(Beginning of Source document)

CRS systems in AIxCC have an advantage: standardized harnesses. For AI pentesting in the wild, a lot of tokens are used just to figure out context, before any actual payloads are even generated.

Verification and triage

If your system produces noise, humans have to clean it up, and that dominates cost. This is why “verifier” style components matter so much. Ethiack has made this a core part of our offering. The best AI pentesting systems are not the ones that find the most "issues". Scanners have been spamming low-signal alerts for decades, burning out security teams. The best AI pentesting systems are the ones that maximize confirmed, actionable findings per unit time.

Ongoing continuous operation

Continuous testing changes the economics (in a positive way):

You can reuse state, prior knowledge, and baselines
You can focus on diffs rather than retesting everything
You can amortize setup and asset mapping over time

But it can also add costs:

Continuous asset discovery and change detection
Unnecessarily re-investigating systems that have changed, even though it might not be in a meaningful way from a security perspective
More integrations to deal with (CI, ticketing, cloud APIs)
More opportunities for false alarms

This is why companies in this space often converge on a subscription model tied to asset counts, scope, or usage.

Bigger models alone do not magically solve autonomous pentesting

More capable models released over the last year have helped considerably, but they have not removed the hard parts. There are three core bottlenecks that show up repeatedly across research and products.

Context is king, and the model does not have it

In one of his blogs, Daniel Miessler argued that attackers benefit first because defenders lack complete context and because offense can operate without perfect knowledge. This insight is more profound than most realise.

Autonomous pentesting systems also lack some context. Not as much as old-school pattern based scanners, but they still lack context. They do not necessarily know things like:

What is normal in your environment
Which assets are definitely owned and in scope
Which odd behavior is exploitable vs expected
Which credentials are legitimate and what they mean

You can partially solve this with connectors and environment ingestion, but that is not just a model scaling issue. It is also an integration and data quality issue.

Long horizon reliability is a killer

PentestGPT’s work explicitly highlights that LLMs can do well on sub tasks but struggle to maintain integrated understanding of the overall scenario, which is another way of saying long horizon coherence is hard.Humans do this remarkably well. Midway through a multi-day hacking binge, a hacker will often figure out how to chain multiple vulnerabilities when they're about to go to sleep, or in the shower. In real environments, long horizon tasks are everywhere:

Pivoting from a weak issue into meaningful impact
Chaining multiple conditions
Tracking assumptions and what is proven vs guessed
Handling failures and backtracking cleanly

Bigger models help here, but without good state management and external memory, you still get drift. This is one of the core difficulties with creating a fully autonomous AI pentester.

Verification is harder than generation

Models are good at generating plausible explanations but they are not inherently good at proving that a finding is real. Providing actual proof with a PoC is very difficult to achieve but also very important. This is why systems that emphasize exploit validation and structured verification are winning in practice.

The missing components that matter most

If you want a checklist of what still needs to be invented or made robust, here are the biggest items.

(End of Source document)

[Problem to solve] Continue the article on autonomous AI pentesting from its last sentence, listing the missing components it introduces.

(Beginning of Record extracts)

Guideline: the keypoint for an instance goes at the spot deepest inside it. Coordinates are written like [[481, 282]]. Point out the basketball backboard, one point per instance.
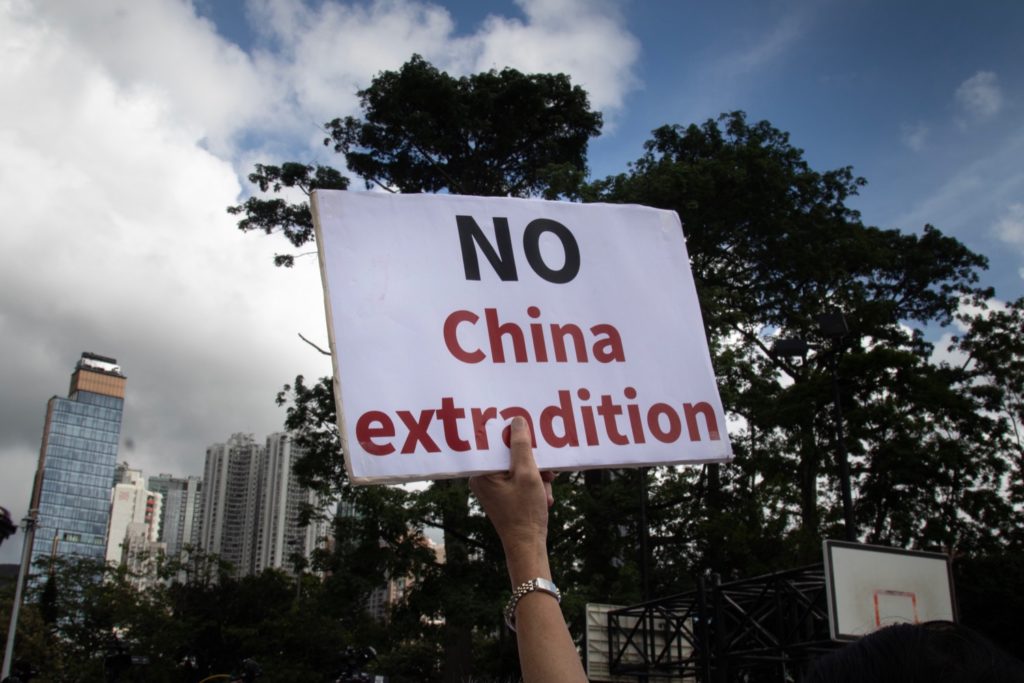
[[870, 587]]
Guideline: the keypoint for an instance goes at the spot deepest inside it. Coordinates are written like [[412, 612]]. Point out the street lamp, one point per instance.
[[832, 326], [29, 525]]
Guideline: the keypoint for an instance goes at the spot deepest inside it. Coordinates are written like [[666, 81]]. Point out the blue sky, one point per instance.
[[129, 125]]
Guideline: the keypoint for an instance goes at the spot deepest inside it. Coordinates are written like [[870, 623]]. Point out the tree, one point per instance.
[[500, 133], [773, 245]]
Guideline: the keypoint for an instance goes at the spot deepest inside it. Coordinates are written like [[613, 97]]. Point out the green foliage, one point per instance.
[[280, 215], [494, 133], [934, 449], [773, 246]]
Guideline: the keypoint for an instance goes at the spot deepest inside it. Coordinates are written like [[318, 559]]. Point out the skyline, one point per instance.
[[131, 128]]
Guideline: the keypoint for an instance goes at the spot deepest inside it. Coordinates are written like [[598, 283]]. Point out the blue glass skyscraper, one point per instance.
[[77, 458]]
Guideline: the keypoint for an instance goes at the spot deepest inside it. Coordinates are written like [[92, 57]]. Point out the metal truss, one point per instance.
[[762, 629]]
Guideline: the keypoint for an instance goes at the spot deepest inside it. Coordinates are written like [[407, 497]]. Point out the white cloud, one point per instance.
[[965, 201], [125, 128], [914, 136], [117, 242], [164, 48], [324, 54], [1010, 226], [980, 95]]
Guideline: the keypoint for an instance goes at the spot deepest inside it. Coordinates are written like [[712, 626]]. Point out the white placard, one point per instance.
[[449, 315]]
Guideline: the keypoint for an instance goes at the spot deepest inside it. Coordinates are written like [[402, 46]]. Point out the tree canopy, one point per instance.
[[934, 445]]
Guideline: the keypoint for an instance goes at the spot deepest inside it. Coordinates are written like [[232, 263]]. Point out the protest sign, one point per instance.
[[449, 315]]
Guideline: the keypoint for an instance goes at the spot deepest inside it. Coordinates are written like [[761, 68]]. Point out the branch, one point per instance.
[[313, 345]]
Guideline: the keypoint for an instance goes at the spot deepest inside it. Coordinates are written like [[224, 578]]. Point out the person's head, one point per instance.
[[911, 652]]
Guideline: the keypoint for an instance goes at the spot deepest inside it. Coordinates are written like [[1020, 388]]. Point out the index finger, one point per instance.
[[520, 441]]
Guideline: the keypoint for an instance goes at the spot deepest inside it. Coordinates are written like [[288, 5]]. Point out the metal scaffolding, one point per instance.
[[768, 628]]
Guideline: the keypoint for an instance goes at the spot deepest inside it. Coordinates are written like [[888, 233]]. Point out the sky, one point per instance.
[[128, 127]]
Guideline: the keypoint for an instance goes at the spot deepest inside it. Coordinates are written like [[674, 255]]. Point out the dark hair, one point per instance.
[[934, 651]]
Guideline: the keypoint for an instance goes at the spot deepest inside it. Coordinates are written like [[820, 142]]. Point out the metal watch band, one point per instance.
[[524, 588]]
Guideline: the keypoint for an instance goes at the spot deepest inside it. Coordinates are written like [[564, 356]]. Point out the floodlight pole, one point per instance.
[[844, 462], [30, 535]]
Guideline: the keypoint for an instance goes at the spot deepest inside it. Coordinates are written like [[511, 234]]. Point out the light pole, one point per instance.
[[834, 327], [29, 524]]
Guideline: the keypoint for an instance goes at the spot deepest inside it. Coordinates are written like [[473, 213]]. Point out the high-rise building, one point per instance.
[[180, 511], [251, 505], [281, 502], [230, 501], [77, 458], [131, 504]]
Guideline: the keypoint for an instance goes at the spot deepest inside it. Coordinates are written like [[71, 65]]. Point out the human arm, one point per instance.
[[517, 504]]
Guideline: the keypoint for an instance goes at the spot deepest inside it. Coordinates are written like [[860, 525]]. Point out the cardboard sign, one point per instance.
[[449, 315]]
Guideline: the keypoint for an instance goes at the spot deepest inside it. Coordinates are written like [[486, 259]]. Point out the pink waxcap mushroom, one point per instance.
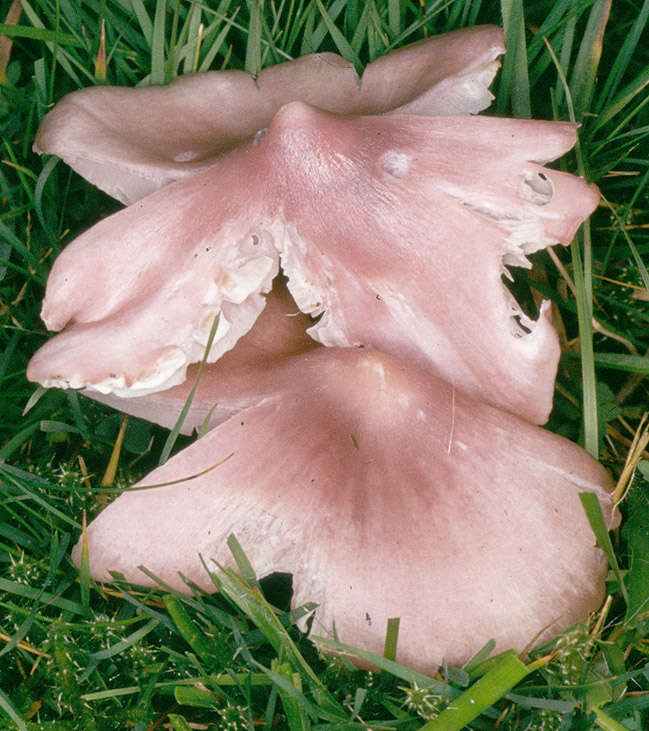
[[130, 142], [386, 493], [397, 230], [243, 377]]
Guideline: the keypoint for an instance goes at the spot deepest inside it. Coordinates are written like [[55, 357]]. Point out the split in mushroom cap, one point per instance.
[[130, 142], [243, 377], [386, 493], [396, 229]]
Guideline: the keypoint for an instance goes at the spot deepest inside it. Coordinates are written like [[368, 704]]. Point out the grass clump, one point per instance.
[[80, 655]]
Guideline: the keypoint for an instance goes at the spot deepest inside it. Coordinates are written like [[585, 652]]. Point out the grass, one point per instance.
[[79, 655]]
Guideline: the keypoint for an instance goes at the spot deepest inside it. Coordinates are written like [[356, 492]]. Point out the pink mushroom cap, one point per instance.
[[385, 493], [132, 141], [396, 230]]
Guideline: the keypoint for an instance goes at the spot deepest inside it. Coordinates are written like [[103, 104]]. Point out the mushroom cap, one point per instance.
[[242, 377], [396, 229], [130, 142], [386, 493]]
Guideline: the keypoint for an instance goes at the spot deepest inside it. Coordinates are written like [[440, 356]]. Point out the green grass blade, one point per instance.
[[158, 44], [594, 514], [480, 696], [39, 34], [143, 19], [391, 638], [190, 631], [127, 642], [344, 48], [253, 46], [173, 436], [514, 89], [6, 706], [296, 707], [584, 73]]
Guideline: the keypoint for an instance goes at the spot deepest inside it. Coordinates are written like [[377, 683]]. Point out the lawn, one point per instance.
[[81, 655]]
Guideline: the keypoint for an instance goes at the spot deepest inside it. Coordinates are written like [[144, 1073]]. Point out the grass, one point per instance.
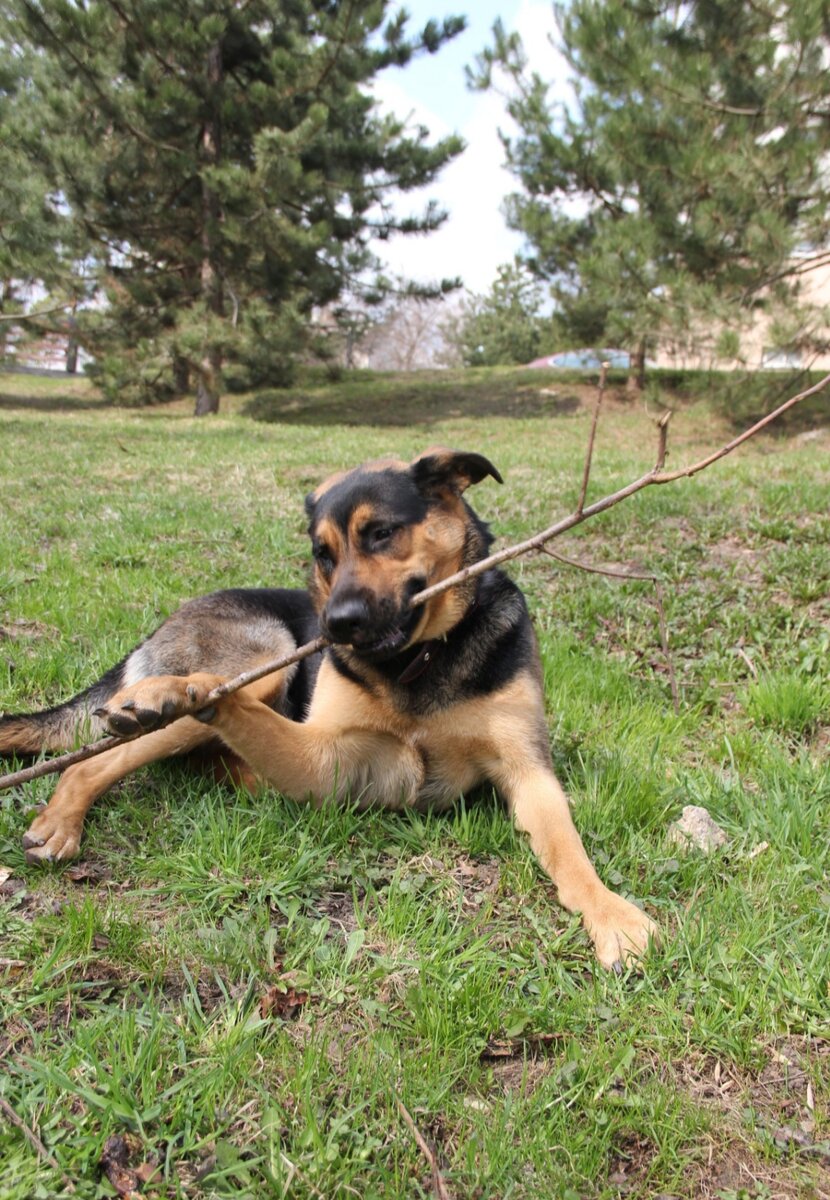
[[245, 991]]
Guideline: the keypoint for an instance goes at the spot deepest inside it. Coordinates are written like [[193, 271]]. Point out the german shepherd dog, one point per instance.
[[410, 706]]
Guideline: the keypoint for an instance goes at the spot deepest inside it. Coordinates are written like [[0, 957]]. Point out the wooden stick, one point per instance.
[[438, 1183], [537, 543]]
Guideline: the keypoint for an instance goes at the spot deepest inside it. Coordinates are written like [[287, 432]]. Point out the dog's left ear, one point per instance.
[[440, 471]]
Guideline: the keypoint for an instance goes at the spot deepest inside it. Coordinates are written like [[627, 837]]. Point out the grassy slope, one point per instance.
[[438, 967]]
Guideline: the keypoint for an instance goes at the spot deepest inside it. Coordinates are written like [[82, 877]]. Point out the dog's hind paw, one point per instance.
[[155, 702], [52, 839]]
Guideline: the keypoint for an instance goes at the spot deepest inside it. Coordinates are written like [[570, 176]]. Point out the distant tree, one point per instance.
[[230, 166], [690, 165], [30, 221], [408, 336], [503, 325]]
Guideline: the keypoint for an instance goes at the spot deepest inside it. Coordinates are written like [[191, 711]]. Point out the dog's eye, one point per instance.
[[382, 534], [324, 558]]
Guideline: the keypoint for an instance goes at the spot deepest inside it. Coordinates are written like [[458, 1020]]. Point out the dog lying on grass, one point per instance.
[[410, 706]]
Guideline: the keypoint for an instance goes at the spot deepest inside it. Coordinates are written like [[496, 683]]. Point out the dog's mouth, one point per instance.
[[394, 640]]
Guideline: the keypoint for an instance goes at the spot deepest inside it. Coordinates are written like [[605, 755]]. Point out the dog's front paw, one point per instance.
[[620, 931], [157, 701]]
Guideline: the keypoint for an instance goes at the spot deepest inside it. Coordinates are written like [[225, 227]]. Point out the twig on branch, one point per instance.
[[14, 318], [438, 1185], [537, 543]]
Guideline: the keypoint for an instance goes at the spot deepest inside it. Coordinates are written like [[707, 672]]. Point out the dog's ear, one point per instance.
[[439, 469]]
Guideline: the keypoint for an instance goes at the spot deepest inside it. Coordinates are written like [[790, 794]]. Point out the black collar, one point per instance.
[[419, 664]]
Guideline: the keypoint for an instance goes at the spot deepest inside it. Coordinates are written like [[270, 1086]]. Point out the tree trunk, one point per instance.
[[210, 369], [71, 358], [208, 389], [6, 297], [181, 376], [636, 381]]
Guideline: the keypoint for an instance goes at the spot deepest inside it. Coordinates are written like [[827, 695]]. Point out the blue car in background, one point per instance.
[[584, 360]]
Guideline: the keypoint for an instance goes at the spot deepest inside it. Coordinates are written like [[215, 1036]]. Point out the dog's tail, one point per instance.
[[62, 727]]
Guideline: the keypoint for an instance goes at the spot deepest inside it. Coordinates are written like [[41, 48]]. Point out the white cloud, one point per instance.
[[475, 239]]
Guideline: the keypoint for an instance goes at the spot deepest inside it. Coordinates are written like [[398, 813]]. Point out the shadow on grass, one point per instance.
[[420, 399], [54, 402]]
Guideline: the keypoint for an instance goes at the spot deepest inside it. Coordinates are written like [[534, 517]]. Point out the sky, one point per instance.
[[474, 240]]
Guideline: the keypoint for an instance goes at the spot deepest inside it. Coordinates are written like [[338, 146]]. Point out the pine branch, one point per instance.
[[654, 477]]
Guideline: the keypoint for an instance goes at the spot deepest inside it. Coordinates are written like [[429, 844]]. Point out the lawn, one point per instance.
[[245, 997]]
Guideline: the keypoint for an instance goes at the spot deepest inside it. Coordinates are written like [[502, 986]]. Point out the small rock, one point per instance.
[[697, 831]]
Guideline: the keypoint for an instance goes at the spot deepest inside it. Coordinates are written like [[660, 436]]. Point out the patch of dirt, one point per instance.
[[781, 1103], [630, 1164], [340, 909]]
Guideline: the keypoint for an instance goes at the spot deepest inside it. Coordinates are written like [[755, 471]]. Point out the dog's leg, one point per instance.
[[55, 833], [619, 929], [304, 761]]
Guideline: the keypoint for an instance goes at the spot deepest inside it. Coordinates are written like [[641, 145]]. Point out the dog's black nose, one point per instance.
[[346, 618]]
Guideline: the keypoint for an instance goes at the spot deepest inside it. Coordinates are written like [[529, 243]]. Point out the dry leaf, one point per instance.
[[114, 1161], [282, 1002]]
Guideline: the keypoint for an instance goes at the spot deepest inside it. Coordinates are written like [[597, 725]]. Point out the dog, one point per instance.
[[410, 706]]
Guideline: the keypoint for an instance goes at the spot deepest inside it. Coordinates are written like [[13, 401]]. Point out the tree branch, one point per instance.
[[537, 543], [14, 318]]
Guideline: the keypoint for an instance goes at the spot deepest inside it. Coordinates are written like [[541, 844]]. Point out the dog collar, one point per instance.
[[419, 664]]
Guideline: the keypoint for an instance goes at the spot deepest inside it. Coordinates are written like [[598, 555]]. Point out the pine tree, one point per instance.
[[503, 325], [229, 165], [30, 220], [671, 193]]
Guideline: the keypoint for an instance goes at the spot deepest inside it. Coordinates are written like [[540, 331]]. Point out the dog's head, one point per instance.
[[386, 531]]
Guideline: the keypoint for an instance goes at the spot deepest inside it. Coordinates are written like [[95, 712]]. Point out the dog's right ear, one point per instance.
[[451, 471]]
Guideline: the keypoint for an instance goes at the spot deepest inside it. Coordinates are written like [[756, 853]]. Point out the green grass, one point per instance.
[[438, 970]]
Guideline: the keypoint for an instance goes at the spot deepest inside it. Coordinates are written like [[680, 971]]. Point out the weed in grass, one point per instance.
[[788, 702]]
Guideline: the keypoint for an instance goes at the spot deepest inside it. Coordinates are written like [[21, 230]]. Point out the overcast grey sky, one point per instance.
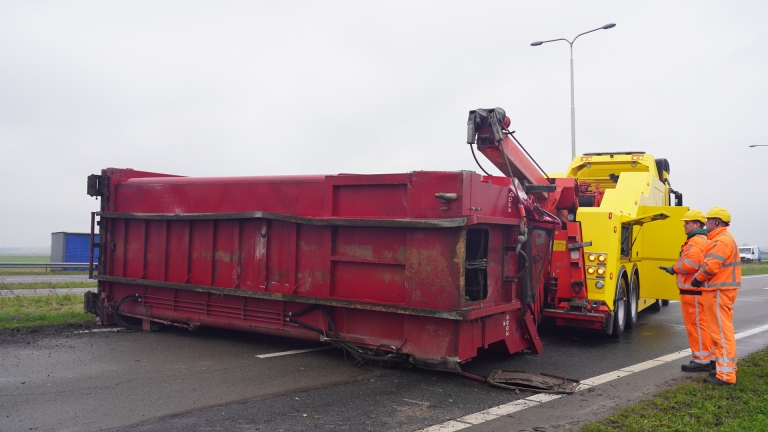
[[271, 88]]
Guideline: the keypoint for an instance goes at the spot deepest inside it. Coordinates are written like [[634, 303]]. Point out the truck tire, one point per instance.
[[656, 306], [633, 296], [620, 307]]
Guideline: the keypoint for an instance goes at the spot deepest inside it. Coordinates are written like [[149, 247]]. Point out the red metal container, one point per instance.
[[420, 266]]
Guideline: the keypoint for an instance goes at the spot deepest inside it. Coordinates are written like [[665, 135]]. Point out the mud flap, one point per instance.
[[541, 383]]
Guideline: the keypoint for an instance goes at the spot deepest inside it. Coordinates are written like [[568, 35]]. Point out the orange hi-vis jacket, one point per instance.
[[721, 269], [691, 256]]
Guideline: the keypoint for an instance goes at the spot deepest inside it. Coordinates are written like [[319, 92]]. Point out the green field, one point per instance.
[[45, 285], [21, 312], [698, 406]]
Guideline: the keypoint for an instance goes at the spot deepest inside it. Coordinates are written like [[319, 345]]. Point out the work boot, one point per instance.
[[695, 367], [716, 381]]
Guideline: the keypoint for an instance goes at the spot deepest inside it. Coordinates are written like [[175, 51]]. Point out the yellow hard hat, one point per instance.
[[693, 214], [719, 213]]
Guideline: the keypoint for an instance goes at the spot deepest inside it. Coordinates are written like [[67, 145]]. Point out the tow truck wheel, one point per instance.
[[632, 299], [656, 306], [620, 308]]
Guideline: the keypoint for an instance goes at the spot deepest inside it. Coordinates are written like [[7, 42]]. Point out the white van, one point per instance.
[[750, 253]]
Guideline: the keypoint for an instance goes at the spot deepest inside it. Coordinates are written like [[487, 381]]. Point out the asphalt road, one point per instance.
[[45, 278], [213, 380]]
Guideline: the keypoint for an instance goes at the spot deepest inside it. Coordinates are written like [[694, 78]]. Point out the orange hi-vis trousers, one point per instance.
[[696, 326], [718, 306]]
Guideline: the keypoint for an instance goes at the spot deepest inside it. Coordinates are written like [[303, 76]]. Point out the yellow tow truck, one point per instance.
[[630, 225]]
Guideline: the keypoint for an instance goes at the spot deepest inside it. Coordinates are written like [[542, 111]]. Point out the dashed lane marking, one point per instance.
[[294, 352], [521, 404]]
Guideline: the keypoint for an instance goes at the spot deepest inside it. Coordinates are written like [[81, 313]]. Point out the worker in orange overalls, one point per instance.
[[719, 277], [692, 305]]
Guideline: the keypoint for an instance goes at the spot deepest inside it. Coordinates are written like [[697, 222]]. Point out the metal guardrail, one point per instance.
[[83, 266]]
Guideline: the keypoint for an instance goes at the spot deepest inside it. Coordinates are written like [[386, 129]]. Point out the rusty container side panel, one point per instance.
[[195, 252]]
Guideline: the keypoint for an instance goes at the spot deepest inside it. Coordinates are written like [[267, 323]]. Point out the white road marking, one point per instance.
[[98, 330], [521, 404], [294, 352]]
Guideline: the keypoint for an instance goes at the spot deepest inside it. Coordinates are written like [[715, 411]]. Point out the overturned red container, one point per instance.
[[422, 267]]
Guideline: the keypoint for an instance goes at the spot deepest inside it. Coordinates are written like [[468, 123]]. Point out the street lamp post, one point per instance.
[[573, 107]]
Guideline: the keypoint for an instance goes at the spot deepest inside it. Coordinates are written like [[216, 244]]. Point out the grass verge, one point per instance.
[[38, 272], [699, 406], [754, 268], [25, 258], [20, 312], [46, 285]]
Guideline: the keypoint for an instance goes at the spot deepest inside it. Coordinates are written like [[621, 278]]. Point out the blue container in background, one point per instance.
[[73, 247]]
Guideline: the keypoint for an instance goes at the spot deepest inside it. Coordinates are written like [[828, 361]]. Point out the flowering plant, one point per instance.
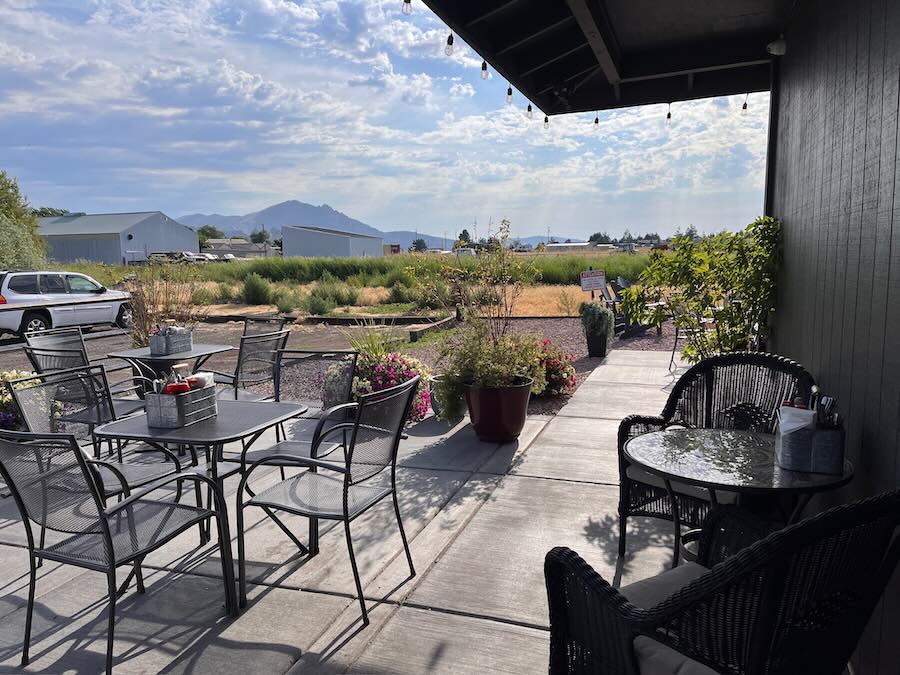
[[375, 372], [9, 415], [557, 364]]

(End of Record extracts)

[Written response]
Safe exploit primitives and proof standards

The industry needs clearer proof standards for AI driven findings:

What constitutes safe proof for SSRF, auth bypass, injection, deserialization, RCE
How to avoid causing harm while still proving impact
How to represent uncertainty and partial proof

This is why bug bounty platforms and AI security researchers spend so much time debating what is a vulnerability vs what is a technique or delivery mechanism, especially in AI systems. Figuring out some standard practices in these areas (and applying them to our tools) will also contribute to the amount of trust that people have in AI-powered autonomous systems.

Noise control and deduplication

False positives kill adoption. Any autonomous system must solve:

Deduplication across assets and time
Change detection so old issues do not keep resurfacing
Clear evidence and reproduction steps
Mapping to real remediation actions

This is not glamorous, but it is the bulk of production value. This is actually something we've mostly solved at Ethiack through the Verifier.

Where the field is going next

Based on the public signals and the bottlenecks above, here are the most likely near term shifts.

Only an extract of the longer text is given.